**WHAT TO PRODUCE:**
Turn all the entries below into a numbered list, one line per number, leaving out any blank lines.

**DATA FOR THIS TASK:**
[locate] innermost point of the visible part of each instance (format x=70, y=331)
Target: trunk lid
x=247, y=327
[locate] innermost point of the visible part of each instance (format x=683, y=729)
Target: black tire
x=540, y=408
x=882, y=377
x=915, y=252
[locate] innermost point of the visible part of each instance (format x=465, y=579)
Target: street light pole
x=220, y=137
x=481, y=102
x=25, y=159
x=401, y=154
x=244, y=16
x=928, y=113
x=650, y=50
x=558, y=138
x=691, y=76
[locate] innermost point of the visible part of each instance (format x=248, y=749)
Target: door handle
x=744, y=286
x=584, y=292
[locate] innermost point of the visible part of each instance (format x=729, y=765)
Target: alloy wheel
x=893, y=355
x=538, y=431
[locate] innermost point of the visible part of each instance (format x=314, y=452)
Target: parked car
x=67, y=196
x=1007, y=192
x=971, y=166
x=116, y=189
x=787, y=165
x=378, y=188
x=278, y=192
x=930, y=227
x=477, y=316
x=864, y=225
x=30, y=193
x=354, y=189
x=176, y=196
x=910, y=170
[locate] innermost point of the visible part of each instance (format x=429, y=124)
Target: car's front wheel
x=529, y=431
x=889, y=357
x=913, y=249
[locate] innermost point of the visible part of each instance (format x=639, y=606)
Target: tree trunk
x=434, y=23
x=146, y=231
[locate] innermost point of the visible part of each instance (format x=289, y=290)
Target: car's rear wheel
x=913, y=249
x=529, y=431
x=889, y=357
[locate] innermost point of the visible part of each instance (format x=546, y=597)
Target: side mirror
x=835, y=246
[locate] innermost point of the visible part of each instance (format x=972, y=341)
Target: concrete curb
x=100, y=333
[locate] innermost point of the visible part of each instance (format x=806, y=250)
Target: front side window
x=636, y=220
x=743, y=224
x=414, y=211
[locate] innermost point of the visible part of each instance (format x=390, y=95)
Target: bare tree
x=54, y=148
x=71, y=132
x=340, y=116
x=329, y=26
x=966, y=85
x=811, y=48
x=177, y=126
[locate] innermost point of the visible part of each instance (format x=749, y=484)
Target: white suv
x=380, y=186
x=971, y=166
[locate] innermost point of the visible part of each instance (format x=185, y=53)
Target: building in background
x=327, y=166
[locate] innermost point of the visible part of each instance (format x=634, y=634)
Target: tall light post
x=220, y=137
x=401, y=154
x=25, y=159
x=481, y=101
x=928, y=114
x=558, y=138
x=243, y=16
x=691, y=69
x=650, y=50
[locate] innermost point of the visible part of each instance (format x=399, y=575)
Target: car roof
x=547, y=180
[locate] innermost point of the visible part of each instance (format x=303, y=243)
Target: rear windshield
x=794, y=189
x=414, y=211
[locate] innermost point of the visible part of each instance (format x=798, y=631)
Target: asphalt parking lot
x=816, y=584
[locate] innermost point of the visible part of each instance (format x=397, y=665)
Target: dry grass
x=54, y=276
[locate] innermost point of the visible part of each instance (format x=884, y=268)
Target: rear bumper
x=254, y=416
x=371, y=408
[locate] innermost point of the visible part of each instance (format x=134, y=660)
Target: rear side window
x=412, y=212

**COMPLETE RESPONSE:**
1. [locate] innermost point of the visible part of each instance (format x=70, y=331)
2. Target: trunk lid
3. x=247, y=327
4. [locate] innermost point of the visible part of each instance (format x=683, y=729)
5. Target: black tire
6. x=540, y=408
7. x=882, y=377
8. x=915, y=252
9. [locate] innermost point of the visible part of each instance (format x=465, y=579)
10. Target: street light pole
11. x=220, y=137
12. x=481, y=102
13. x=25, y=159
14. x=401, y=154
15. x=244, y=16
16. x=928, y=113
17. x=650, y=50
18. x=558, y=138
19. x=691, y=76
20. [locate] innermost point of the visible part of each instance (format x=248, y=749)
21. Target: door handle
22. x=744, y=286
23. x=584, y=292
24. [locate] innermost point of the visible part of each instance (format x=729, y=765)
25. Target: alloy wheel
26. x=893, y=355
27. x=538, y=431
28. [locate] innermost point of the visible part of each instance (format x=314, y=452)
29. Target: parked car
30. x=67, y=196
31. x=1007, y=192
32. x=971, y=166
33. x=116, y=189
34. x=787, y=165
35. x=378, y=188
36. x=278, y=192
37. x=930, y=227
38. x=477, y=316
39. x=864, y=225
40. x=30, y=193
41. x=354, y=189
42. x=176, y=196
43. x=910, y=170
44. [locate] innermost point of the visible part of each instance (format x=429, y=124)
45. Target: car's front wheel
46. x=529, y=431
47. x=889, y=357
48. x=913, y=249
49. [locate] innermost point of the visible part of each instance (format x=639, y=606)
50. Target: tree trunk
51. x=434, y=23
52. x=146, y=231
53. [locate] innermost point of the visible part of each instance (format x=289, y=290)
54. Target: car's rear wheel
55. x=913, y=249
56. x=529, y=431
57. x=889, y=357
58. [locate] innermost point of the visible part of each instance (format x=546, y=597)
59. Target: side mirror
60. x=835, y=246
61. [locate] innermost point of the visible part of each instance (format x=972, y=341)
62. Target: concrete curb
63. x=100, y=333
64. [locate] innermost point of the visible part of each instance (format x=806, y=250)
65. Target: front side window
66. x=636, y=220
67. x=743, y=224
68. x=414, y=211
69. [locate] innermost point of the visible part of each instance (format x=390, y=95)
70. Target: bare tree
71. x=54, y=148
72. x=71, y=132
73. x=340, y=116
74. x=329, y=26
75. x=966, y=85
76. x=811, y=48
77. x=177, y=126
78. [locate] innermost point of the visible part of each instance (format x=749, y=484)
79. Target: white suv
80. x=380, y=186
81. x=971, y=166
82. [locate] innermost point of the visible part of each instance (format x=185, y=53)
83. Target: building in background
84. x=327, y=166
85. [locate] innermost point of the visible part of each instance (format x=634, y=634)
86. Target: tall light post
87. x=220, y=137
88. x=401, y=154
89. x=25, y=159
90. x=481, y=101
91. x=928, y=114
92. x=558, y=138
93. x=243, y=16
94. x=691, y=69
95. x=650, y=50
96. [locate] innermost point of the visible part of each instance (format x=399, y=575)
97. Target: car roof
98. x=547, y=180
99. [locate] innermost point of the visible part of each instance (format x=303, y=243)
100. Target: rear windshield
101. x=794, y=189
102. x=414, y=211
103. [locate] innermost point of the visible part of each instance (format x=798, y=631)
104. Target: asphalt parking lot
105. x=816, y=584
106. [locate] innermost point of the visible part of each instance (format x=397, y=665)
107. Target: dry grass
108. x=54, y=276
109. [locate] innermost point of the visible part of each instance (format x=884, y=268)
110. Target: rear bumper
111. x=254, y=416
112. x=371, y=408
113. [locate] innermost point of the visible part of each instance (format x=134, y=660)
114. Target: rear side window
115. x=412, y=212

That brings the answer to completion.